> **課題の要件**: 人類の〈不和の時代〉と帝国の勃興を扱った文章から、「当時、人類を統率していた政府」で始まり「配体制と闘争の時代が続いた。」で終わる部分を、原文から一字も変えずに返してください。

それに加えて残虐な異種族の侵攻、惑星内での内戦などが銀河中に広まっていった。この時代は 〈不和の時代〉 と呼ばれており、第30千年紀(西暦29000年頃)まで人類に破滅的な無秩序が襲いかかって来たのだ。
当時、人類を統率していた政府は崩壊し、地球は核戦争によって世紀末的な無政府状態の争乱が起こっていた。 この時代において人類の文明レベルと技術レベルは著しく退行し、人々は科学技術や論理性よりも迷妄や信仰を重んじるようになった。
この時、地球は「技術蛮族」(テクノ・バーバリアン)と呼ばれる者たちによって支配されており、地獄のような支配体制と闘争の時代が続いた。
【帝国の勃興】
〈不和の時代〉が終わりに差し掛かっていた頃、謎の超人君主である皇帝は人類を救うべく立ち上がる。 皇帝はその本名を明かされていないものの、人類を数万年に渡って陰から見守り続けていた超人だ。
皇帝は政治家、指揮官、武人、技術者として神の如き才能を持っていた。彼は初めて人類における歴史の表舞台に姿を現し、人類という種族を再び一致団結させるための戦いを始めたのである。

> **保存済みレコード**:
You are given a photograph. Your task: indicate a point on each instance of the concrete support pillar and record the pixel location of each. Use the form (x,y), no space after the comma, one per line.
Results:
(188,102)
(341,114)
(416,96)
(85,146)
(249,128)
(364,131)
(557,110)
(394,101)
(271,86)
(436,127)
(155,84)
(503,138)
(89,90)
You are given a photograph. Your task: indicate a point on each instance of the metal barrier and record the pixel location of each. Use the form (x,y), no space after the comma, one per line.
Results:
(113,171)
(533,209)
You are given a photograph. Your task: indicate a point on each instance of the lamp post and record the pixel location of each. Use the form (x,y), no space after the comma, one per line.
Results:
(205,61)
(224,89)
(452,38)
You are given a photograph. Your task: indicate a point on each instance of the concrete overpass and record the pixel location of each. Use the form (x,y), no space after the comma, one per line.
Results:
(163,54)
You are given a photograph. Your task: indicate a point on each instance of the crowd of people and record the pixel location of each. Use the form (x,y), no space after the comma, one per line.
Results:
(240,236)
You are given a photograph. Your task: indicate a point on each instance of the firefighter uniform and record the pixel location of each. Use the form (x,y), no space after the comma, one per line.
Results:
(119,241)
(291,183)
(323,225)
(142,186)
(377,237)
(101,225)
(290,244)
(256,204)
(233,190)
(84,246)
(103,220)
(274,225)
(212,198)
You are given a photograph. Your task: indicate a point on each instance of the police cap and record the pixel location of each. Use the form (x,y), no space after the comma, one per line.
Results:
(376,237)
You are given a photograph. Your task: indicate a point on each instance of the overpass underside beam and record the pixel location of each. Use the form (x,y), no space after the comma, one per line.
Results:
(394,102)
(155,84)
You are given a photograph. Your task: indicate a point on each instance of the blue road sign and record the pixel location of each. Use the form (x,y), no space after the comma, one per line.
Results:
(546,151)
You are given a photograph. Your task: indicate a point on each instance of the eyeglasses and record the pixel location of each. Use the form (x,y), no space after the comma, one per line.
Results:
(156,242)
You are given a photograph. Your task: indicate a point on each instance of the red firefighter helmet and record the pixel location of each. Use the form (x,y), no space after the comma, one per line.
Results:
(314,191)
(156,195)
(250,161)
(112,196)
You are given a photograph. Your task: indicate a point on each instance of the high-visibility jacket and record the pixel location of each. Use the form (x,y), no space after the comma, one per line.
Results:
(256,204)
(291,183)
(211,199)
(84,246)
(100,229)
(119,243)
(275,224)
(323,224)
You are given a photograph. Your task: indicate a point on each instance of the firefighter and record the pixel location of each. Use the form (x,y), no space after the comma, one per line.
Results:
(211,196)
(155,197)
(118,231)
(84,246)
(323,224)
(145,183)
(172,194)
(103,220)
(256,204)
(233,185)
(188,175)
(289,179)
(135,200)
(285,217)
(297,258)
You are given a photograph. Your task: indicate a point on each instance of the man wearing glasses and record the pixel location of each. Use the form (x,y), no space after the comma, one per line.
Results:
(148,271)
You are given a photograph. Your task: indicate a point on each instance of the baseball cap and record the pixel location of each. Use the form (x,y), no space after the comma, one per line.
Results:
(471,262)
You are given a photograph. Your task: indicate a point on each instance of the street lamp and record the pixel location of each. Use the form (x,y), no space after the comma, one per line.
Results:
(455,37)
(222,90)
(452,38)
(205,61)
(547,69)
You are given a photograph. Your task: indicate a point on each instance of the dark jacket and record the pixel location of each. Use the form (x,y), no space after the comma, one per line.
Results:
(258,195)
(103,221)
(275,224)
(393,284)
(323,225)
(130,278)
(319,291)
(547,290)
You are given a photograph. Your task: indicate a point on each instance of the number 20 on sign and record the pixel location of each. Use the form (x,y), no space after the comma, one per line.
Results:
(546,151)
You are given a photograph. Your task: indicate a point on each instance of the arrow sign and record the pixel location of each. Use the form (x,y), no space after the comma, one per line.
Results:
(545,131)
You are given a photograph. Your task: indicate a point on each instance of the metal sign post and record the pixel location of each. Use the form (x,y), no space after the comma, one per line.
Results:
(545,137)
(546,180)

> **課題の解答**:
当時、人類を統率していた政府は崩壊し、地球は核戦争によって世紀末的な無政府状態の争乱が起こっていた。 この時代において人類の文明レベルと技術レベルは著しく退行し、人々は科学技術や論理性よりも迷妄や信仰を重んじるようになった。
この時、地球は「技術蛮族」(テクノ・バーバリアン)と呼ばれる者たちによって支配されており、地獄のような支配体制と闘争の時代が続いた。